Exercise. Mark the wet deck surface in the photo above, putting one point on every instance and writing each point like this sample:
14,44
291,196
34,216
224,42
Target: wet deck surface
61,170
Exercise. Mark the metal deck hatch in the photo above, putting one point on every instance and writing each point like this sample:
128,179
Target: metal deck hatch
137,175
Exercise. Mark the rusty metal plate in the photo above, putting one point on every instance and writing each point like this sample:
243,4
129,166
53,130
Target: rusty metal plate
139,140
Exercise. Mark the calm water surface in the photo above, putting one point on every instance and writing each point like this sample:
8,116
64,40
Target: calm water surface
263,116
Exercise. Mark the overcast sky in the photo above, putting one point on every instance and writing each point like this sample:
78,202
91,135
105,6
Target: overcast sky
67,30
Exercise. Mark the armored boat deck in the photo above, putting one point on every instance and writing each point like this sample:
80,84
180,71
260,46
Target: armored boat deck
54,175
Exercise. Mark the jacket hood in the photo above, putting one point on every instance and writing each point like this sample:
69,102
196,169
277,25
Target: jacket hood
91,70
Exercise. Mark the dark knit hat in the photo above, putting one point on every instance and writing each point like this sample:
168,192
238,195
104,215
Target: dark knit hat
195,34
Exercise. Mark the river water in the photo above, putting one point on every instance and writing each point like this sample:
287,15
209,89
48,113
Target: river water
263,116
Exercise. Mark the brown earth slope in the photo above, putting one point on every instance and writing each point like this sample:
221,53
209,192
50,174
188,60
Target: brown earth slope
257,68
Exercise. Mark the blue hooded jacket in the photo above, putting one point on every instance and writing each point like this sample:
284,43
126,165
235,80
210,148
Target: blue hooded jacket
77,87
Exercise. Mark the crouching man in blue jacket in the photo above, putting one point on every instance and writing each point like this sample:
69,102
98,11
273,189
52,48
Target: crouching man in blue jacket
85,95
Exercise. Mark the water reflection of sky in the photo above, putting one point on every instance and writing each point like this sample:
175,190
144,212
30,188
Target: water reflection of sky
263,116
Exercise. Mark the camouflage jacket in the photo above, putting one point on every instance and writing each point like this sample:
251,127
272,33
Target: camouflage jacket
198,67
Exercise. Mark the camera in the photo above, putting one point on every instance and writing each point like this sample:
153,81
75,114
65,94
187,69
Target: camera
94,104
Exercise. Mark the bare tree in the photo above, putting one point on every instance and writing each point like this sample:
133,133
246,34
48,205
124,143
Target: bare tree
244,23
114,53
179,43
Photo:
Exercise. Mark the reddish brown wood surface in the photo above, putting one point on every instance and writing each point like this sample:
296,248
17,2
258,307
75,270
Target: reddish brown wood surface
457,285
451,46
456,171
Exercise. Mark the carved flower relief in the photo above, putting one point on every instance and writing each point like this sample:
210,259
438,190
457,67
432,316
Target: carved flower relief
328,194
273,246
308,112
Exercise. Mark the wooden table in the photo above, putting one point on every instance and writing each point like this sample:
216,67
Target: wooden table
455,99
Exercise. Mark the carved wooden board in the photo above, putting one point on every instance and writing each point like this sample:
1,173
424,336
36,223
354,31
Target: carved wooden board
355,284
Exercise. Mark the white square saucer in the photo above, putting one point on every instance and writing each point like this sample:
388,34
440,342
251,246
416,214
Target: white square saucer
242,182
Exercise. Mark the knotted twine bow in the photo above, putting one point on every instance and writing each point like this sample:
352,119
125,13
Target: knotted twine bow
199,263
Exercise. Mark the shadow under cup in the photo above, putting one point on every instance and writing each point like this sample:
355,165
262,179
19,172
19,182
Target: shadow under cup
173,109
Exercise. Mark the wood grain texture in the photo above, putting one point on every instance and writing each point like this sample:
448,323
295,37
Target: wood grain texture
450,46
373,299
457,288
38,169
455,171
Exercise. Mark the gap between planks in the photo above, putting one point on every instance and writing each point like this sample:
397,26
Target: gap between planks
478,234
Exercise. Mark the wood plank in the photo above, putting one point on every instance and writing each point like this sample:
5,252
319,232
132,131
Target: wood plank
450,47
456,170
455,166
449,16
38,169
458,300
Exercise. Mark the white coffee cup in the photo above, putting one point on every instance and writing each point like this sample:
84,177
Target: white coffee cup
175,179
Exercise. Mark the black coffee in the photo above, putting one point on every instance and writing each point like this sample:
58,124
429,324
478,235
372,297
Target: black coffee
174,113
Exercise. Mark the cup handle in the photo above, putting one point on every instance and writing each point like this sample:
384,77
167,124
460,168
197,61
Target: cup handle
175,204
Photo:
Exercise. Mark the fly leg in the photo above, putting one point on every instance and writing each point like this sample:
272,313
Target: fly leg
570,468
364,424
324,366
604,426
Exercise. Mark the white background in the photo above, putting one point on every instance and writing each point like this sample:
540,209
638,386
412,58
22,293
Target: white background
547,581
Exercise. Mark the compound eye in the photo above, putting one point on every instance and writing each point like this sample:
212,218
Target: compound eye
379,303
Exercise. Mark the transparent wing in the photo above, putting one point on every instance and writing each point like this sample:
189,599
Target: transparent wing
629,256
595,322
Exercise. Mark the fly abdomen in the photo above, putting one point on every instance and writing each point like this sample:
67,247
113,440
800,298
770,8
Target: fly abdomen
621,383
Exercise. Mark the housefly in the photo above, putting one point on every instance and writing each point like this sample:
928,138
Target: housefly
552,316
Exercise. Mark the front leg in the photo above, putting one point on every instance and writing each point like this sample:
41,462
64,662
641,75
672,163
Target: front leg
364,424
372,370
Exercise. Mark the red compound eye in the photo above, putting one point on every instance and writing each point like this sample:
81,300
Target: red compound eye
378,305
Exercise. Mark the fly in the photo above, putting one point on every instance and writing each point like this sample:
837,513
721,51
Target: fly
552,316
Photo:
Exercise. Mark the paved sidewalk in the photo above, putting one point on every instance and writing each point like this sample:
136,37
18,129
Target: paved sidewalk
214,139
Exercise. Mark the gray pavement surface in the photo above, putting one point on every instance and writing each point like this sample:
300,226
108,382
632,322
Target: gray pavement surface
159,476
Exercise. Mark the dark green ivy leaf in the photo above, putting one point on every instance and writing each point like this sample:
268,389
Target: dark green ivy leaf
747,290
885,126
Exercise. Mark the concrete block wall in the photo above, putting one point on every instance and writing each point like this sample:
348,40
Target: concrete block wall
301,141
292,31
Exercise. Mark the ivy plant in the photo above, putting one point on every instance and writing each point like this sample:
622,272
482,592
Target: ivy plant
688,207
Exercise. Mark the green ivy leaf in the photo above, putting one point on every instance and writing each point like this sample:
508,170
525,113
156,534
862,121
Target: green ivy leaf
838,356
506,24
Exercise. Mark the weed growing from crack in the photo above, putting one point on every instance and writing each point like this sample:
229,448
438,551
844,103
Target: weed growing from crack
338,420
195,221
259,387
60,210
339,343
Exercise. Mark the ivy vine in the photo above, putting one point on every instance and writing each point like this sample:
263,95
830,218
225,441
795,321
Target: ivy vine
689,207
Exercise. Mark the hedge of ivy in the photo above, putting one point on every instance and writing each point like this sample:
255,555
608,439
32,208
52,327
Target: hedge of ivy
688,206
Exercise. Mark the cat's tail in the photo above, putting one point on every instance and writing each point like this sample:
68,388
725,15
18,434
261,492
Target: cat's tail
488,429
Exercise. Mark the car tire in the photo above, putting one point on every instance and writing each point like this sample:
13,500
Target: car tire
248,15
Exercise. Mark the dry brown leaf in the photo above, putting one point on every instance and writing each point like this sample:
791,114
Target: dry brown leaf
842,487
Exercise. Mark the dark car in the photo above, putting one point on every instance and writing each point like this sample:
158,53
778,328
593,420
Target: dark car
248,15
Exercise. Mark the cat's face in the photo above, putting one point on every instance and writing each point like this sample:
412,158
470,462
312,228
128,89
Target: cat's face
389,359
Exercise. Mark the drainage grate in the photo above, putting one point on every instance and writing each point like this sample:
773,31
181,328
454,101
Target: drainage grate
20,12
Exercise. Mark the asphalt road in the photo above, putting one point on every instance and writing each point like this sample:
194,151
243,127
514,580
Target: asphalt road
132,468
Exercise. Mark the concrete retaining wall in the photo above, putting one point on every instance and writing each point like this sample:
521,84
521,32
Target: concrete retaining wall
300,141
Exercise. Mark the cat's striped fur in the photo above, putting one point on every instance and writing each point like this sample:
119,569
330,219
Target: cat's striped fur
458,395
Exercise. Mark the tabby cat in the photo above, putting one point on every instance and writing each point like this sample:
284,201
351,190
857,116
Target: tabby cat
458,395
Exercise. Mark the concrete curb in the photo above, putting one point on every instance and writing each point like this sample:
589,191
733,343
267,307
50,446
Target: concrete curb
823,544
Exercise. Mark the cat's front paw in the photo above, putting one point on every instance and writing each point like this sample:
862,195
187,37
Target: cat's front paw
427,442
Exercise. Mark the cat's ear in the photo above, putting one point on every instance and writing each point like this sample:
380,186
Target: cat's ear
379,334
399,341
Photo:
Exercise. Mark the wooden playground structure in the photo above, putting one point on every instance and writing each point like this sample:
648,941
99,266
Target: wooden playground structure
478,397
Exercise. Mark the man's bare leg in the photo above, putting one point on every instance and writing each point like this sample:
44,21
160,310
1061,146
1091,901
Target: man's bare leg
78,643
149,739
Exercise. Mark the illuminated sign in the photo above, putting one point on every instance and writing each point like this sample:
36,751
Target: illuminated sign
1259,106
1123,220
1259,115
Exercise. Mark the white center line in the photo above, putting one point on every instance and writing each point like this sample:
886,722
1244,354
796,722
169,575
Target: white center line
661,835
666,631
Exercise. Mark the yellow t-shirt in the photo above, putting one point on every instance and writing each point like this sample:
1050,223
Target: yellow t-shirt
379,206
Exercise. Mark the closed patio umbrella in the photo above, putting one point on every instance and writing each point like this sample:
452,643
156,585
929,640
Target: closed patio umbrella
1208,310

——————————

**THE TASK:** In the lines that open with the one containing "Exercise. Mark the yellow" and run through the last line, replace "patio umbrella" with "beach umbrella" and write those lines out again with nothing else changed.

**THE RESPONSE:**
Exercise. Mark the yellow t-shirt in the photo above, putting one point on every instance and writing each point like this sample:
1050,223
Target: yellow t-shirt
379,206
Exercise. Mark the closed beach umbrella in the photo above, putting one point on every instance and writing each point like this sample:
452,643
156,585
929,640
Target: closed beach umbrella
1208,310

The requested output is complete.